WHAT YOU HAVE TO DO - Please retype, character for character, the portion of the entries below that runs from the line containing "Could you point out the gabled" to the last line.

-*-*-

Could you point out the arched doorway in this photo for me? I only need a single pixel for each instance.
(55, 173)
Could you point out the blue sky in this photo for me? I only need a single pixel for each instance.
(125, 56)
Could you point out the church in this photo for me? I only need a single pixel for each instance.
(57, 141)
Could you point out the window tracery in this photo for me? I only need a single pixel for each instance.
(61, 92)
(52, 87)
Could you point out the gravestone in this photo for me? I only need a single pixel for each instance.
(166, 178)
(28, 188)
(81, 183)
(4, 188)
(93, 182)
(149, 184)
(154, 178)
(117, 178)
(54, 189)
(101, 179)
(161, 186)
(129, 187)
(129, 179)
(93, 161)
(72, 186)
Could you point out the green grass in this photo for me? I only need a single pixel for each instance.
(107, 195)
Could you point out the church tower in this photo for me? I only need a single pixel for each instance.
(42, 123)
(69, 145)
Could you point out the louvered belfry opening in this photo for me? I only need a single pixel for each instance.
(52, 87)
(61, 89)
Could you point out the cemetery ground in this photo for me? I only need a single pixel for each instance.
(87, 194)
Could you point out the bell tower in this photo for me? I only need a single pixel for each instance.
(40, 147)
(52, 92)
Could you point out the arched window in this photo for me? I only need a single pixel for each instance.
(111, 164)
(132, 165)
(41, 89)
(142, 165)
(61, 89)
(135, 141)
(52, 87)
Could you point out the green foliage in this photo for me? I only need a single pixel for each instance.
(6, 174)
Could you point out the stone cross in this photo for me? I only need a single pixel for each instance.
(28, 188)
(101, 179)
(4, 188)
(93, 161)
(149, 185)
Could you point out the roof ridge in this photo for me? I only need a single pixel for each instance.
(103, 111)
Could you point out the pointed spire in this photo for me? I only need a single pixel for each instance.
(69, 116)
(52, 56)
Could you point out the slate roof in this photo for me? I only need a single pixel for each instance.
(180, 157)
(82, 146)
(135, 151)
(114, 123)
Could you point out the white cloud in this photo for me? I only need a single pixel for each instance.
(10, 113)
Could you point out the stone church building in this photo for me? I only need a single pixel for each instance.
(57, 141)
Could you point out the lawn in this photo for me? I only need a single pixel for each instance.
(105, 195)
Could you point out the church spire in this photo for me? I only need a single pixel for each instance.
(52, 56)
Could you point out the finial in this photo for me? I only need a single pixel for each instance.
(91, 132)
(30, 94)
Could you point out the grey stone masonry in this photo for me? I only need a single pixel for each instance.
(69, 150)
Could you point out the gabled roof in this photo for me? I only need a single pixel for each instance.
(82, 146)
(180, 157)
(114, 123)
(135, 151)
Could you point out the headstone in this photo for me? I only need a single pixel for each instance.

-*-*-

ANSWER BOX -
Could you point out the gabled roof in this photo for me? I only need a single pixel for each instance.
(82, 146)
(180, 157)
(114, 123)
(135, 151)
Could you point out the headstone in this photo for me? I only need a single pixel for each instance.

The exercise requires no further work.